Within these entries, which lines include the string "below"? Copy each one.

- **RECORDS FOR THIS TASK**:
· · · · · · ·

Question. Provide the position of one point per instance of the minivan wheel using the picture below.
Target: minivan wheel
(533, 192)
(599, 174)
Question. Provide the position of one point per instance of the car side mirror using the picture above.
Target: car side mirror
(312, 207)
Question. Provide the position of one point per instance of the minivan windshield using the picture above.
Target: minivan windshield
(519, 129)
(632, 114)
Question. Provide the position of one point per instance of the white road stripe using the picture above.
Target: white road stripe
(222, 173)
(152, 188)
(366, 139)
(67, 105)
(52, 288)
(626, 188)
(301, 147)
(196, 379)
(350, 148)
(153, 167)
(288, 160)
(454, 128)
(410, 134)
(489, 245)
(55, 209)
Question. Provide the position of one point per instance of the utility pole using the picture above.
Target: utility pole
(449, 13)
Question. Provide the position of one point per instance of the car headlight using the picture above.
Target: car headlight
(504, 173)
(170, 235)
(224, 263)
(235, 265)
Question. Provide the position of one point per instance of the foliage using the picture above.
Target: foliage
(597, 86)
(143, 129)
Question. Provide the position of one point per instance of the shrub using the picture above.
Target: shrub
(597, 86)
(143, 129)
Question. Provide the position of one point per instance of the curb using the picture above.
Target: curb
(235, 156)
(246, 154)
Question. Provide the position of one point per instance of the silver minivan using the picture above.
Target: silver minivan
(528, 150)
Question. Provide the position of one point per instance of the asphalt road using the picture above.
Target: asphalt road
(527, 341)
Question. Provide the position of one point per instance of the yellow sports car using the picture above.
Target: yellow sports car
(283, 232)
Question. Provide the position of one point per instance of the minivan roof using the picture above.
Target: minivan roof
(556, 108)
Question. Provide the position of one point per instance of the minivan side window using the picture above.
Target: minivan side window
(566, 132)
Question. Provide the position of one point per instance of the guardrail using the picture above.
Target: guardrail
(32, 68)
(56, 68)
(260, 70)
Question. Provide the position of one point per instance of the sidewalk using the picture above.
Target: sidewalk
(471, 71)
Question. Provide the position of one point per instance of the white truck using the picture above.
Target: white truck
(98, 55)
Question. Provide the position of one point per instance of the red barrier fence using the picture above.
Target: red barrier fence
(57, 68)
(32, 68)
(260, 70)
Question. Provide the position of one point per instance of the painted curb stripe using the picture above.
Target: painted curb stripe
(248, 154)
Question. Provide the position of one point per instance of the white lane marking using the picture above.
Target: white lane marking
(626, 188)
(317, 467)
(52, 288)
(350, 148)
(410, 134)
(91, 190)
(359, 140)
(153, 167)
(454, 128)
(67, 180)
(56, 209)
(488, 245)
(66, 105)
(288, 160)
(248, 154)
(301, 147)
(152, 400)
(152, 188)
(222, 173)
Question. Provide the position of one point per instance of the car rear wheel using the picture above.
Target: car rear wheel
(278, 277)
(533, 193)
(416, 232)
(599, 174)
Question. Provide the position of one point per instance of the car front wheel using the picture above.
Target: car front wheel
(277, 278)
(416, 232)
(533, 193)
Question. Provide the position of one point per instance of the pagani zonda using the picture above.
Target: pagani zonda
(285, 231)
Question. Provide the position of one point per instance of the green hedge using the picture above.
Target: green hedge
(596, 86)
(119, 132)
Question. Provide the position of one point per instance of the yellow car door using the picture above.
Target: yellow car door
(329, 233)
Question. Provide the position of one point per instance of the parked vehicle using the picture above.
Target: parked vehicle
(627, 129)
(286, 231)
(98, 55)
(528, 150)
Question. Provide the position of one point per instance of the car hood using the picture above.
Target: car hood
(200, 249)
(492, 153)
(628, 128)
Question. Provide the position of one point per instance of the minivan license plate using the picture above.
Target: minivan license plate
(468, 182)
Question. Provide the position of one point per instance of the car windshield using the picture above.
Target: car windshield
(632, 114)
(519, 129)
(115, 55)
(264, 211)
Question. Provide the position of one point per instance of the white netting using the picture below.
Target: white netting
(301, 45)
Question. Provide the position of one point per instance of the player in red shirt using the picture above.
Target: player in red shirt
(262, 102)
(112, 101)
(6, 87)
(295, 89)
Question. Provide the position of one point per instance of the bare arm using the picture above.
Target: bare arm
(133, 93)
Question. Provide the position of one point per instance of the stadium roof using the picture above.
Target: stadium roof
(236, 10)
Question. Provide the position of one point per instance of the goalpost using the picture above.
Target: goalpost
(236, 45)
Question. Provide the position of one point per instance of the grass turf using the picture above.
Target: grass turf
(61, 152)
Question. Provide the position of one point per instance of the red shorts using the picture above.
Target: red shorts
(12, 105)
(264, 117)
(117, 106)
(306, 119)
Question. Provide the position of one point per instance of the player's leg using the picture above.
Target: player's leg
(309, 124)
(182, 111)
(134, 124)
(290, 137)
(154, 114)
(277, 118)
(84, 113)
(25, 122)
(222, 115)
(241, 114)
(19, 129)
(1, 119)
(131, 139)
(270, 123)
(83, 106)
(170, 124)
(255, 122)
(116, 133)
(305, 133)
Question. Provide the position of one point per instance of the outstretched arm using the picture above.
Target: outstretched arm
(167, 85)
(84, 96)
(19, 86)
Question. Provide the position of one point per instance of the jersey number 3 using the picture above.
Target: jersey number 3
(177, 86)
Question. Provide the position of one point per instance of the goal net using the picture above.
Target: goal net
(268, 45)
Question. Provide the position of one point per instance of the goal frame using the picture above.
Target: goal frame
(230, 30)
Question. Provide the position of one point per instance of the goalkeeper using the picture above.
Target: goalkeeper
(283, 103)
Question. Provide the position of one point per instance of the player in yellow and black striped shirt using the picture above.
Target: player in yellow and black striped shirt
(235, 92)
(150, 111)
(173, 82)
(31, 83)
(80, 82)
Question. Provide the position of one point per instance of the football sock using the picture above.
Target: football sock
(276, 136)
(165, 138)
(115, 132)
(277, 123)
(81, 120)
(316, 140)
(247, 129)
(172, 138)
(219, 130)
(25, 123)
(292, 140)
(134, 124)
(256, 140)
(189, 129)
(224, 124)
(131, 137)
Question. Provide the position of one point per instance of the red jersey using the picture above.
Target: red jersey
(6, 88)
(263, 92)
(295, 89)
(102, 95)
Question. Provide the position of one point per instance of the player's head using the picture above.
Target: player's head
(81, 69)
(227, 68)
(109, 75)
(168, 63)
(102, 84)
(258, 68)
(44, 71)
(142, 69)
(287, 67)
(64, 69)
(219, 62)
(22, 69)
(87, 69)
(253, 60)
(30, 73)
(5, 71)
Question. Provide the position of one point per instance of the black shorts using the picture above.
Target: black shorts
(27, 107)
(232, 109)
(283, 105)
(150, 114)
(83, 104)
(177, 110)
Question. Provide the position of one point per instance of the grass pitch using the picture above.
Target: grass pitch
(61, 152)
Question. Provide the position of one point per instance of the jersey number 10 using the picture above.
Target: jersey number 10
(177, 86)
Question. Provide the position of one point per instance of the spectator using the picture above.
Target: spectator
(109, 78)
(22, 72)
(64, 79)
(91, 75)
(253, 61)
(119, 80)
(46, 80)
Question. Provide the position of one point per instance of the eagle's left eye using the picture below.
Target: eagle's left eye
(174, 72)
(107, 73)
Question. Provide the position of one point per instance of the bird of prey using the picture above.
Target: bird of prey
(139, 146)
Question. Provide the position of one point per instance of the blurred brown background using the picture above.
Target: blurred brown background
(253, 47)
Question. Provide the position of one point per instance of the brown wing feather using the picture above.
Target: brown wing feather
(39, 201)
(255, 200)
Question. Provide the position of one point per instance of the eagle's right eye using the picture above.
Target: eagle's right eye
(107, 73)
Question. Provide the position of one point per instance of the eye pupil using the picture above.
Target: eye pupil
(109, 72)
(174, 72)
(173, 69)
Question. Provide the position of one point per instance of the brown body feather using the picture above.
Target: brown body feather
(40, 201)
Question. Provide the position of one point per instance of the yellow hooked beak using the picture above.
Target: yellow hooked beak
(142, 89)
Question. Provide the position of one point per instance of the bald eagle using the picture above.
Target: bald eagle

· · · · · · ·

- **SOLUTION TO THIS TASK**:
Question. Provide the position of one point per instance of the minivan wheel using the picture below.
Question. Provide the position of one point per instance of the white netting using the picture below.
Question. Provide the position of one point per instance of the eagle's left eye using the picture below.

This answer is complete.